**What is required**
Copy every one of the records below line for line, without changing a single character.

**Stored records**
________________________
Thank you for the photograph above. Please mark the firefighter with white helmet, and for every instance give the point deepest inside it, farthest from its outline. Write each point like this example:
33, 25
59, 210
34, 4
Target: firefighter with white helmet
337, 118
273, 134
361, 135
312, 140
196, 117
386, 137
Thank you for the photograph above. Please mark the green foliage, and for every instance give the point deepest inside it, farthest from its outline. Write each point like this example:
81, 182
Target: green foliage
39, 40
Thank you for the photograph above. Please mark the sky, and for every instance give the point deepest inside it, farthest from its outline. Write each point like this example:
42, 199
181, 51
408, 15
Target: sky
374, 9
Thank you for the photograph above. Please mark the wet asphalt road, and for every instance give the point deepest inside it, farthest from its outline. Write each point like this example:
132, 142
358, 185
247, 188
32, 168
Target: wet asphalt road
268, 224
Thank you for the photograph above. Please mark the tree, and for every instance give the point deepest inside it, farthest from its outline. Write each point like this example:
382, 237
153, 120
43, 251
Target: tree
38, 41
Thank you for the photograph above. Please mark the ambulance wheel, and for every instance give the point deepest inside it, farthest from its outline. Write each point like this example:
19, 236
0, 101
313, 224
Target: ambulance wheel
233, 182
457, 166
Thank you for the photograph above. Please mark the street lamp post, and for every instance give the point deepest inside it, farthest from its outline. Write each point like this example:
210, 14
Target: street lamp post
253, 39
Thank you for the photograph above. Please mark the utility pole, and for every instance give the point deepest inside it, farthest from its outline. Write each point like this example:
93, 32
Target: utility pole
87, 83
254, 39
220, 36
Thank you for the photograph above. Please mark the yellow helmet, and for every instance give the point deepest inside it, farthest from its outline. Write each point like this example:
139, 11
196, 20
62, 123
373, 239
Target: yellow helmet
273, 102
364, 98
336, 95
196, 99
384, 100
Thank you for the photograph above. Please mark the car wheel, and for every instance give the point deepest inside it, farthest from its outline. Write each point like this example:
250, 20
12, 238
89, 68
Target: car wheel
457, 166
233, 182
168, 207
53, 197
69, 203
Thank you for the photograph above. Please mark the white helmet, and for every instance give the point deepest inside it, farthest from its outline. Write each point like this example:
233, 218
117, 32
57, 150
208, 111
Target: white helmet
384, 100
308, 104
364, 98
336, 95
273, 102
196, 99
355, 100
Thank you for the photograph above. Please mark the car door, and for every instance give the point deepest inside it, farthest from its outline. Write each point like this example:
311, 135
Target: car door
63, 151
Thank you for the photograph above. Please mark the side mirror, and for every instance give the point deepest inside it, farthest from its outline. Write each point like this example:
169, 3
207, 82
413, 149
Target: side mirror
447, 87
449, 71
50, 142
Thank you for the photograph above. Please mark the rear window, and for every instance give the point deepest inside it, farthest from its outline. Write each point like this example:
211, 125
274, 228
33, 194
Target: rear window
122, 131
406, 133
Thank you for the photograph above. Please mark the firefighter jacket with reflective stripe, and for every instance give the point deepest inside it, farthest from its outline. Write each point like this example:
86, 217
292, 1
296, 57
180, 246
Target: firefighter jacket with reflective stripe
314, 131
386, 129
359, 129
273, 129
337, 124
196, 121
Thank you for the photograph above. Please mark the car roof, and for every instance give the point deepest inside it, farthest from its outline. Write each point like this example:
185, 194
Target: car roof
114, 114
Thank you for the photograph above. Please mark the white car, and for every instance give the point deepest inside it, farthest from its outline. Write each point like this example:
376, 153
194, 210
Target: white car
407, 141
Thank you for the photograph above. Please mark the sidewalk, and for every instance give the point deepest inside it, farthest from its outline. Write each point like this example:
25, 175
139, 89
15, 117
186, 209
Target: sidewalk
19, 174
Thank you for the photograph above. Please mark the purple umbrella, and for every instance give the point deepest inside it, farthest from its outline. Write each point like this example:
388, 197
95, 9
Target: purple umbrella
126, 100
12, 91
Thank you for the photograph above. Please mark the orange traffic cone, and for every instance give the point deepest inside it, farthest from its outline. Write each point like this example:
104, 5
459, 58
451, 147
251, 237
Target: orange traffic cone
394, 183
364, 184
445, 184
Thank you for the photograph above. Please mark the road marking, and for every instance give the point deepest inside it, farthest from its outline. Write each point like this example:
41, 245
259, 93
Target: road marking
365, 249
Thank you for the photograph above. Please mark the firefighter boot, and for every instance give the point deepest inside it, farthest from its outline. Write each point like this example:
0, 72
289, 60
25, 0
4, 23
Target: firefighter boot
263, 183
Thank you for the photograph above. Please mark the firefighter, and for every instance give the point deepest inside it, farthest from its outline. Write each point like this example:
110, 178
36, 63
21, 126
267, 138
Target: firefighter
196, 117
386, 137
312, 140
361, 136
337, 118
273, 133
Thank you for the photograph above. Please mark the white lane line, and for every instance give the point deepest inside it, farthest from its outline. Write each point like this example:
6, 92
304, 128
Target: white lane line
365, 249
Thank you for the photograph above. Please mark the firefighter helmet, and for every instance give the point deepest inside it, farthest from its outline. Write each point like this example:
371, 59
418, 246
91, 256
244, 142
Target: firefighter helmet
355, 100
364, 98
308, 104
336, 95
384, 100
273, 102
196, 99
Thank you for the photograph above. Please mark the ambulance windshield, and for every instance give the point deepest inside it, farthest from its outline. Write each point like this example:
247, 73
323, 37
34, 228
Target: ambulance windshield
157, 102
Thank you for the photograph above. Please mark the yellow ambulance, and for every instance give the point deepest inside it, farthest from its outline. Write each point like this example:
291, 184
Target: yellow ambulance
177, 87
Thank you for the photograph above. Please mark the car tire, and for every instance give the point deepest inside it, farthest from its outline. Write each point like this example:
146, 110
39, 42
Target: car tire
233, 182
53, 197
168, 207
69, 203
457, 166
________________________
**Response**
Thank you for the photograph above. Please mark the firefighter with white helmet, and for every instance give the point deepest inside it, farthest from its outline. Write each point like this example:
33, 25
59, 210
34, 4
Target: firefighter with white helmet
337, 118
273, 134
361, 135
312, 140
196, 117
386, 137
Thank you for the photograph above. Please mark the green foliage, and for every instance give the point deepest inside it, farthest from its outline. Write each point like this example:
81, 182
Target: green foliage
39, 40
Thank you for the photograph above. Please mark the sky, and for every instance give the point deepest inside it, farthest from its outline. Write each point like this example:
42, 199
181, 51
408, 15
Target: sky
374, 9
Thank you for the photograph above. Please mark the wet asphalt road, and for every instance give the point deepest inside it, farthest from its outline. Write each point like this example:
132, 142
358, 185
247, 188
32, 168
Target: wet asphalt road
268, 224
Thank you for the photograph above. Please mark the tree, and for every instance give the point deepest inside it, farthest from its outline. Write each point like this example:
382, 237
153, 120
43, 251
Target: tree
38, 41
Thank you for the photograph above. Please mark the ambulance wheel, and for every instance give the point deepest inside it, farthest from its outline. Write each point like this example:
19, 236
0, 101
313, 224
Target: ambulance wheel
233, 182
457, 166
Thank you for the photograph above. Please mark the street lamp post, and for every instance give the point deepest inside it, farthest from its outline. Write each point like this example:
210, 14
Target: street lamp post
253, 39
Thank you for the photograph above. Please mark the utility pole, and for every instance give the point deepest inside it, farthest from its outline. Write each point like this example:
93, 32
Target: utility pole
87, 83
254, 39
220, 36
Thank you for the photograph above. Please mark the yellow helmet, and for every instance give the point deepest inside it, farthest from its outline. Write each point like this example:
139, 11
196, 20
62, 123
373, 239
Target: yellow helmet
273, 102
364, 98
336, 95
196, 99
384, 100
Thank you for the photograph above. Please mark the car wheel, and for every instance give the point deepest inside it, farthest from its outline. Write each point like this example:
250, 20
12, 238
89, 68
Target: car wheel
457, 166
233, 182
168, 207
53, 197
69, 203
Thank you for the photograph above. Please mark the white helmet, and for every instance give the point deepest inside it, farthest from its outline. Write each point like this example:
233, 218
117, 32
57, 150
208, 111
Target: white helmet
384, 100
308, 104
364, 98
336, 95
273, 102
196, 99
355, 100
Thank you for the photograph above. Please mark the car door, and for every instance give the point deepest inside it, farthest from its outline. Write each point like this example:
311, 135
Target: car door
63, 151
Thank you for the photograph above. Please mark the side mirror, and for every instance give the point deepest inside it, farthest from its outline. Write each point like this example:
169, 3
207, 82
413, 149
Target: side mirror
447, 87
449, 71
50, 142
Thank you for the photograph above. Please mark the rear window, and for every instance give the point deepest inside it, farthest from its outline. Write each point like this example:
211, 125
274, 228
33, 194
Target: rear window
122, 131
406, 133
Thank you for the photograph above. Please mark the firefighter jacket with reflective stripe, and for every instance give the point deepest inside it, farthest from its outline. Write each point like this example:
86, 217
292, 1
296, 57
180, 246
Target: firefighter jacket with reflective stripe
314, 131
386, 129
359, 129
273, 129
337, 124
196, 121
Thank you for the photograph above. Please mark the car roof, and for every instance give the point deepest inside it, farthest from its outline. Write each point like this example:
185, 194
Target: car roof
114, 114
Thank you for the photograph above. Please mark the white car, and for every instance give the point deepest inside it, farthest from its outline. Write each point like this example:
376, 153
194, 210
Target: white car
407, 141
Thank you for the photograph above. Please mark the sidewalk, and for every instance give the point deepest inside it, farthest from its outline. Write each point like this example:
25, 175
139, 89
15, 117
186, 209
Target: sidewalk
19, 174
Thank you for the photograph above. Please mark the purple umbrella, and for every instance give the point deepest inside it, farthest from its outline. Write each point like this example:
388, 197
95, 9
Target: purple umbrella
126, 100
12, 91
Thank you for the photograph above. Please mark the orange traffic cone, and for every instance give the point deepest inside it, farthest from its outline. Write each point like this example:
104, 5
459, 58
451, 147
251, 237
Target: orange traffic cone
394, 183
364, 184
445, 184
Thank you for the photograph above. Please mark the road marking, and for every instance give the point deepest inside it, farthest from its outline. Write each point like this example:
41, 245
259, 93
Target: road marking
365, 249
Thank you for the photograph above. Please mark the firefighter boot, and for every instance give the point deepest inside it, farthest from its outline. Write each point like this example:
0, 72
289, 60
25, 0
4, 23
Target: firefighter boot
263, 183
Thank you for the photograph above. Please mark the firefighter, and for every instance give the point deepest inside it, farthest from its outline. Write each point like this example:
110, 178
36, 63
21, 126
267, 138
Target: firefighter
196, 117
386, 137
312, 140
361, 136
337, 118
273, 133
Thank you for the photograph above. Please mark the white lane line, and for every instance give the point deepest inside it, farthest from its outline. Write each point like this example:
6, 92
304, 128
Target: white lane line
365, 249
Thank you for the photograph above. Please mark the firefighter helmet, and for every instance give the point deepest inside it, farthest from its outline. Write each point like this example:
371, 59
418, 246
91, 256
244, 142
Target: firefighter helmet
355, 100
364, 98
308, 104
336, 95
384, 100
273, 102
196, 99
Thank you for the photograph above. Please mark the ambulance windshield, and for every instance give the point deepest inside it, farthest from its outline. Write each point like this example:
247, 73
323, 37
34, 228
Target: ambulance windshield
157, 102
Thank you for the photograph above. Please mark the yellow ambulance, and for every instance give the point deepest inside it, farthest from its outline. Write each point like this example:
291, 184
Target: yellow ambulance
177, 87
Thank you for the photograph above. Please mark the car tire, and for every instance give the point deepest inside it, farthest from its outline. Write each point like this example:
146, 110
39, 42
Target: car tire
233, 182
53, 197
168, 207
69, 203
457, 166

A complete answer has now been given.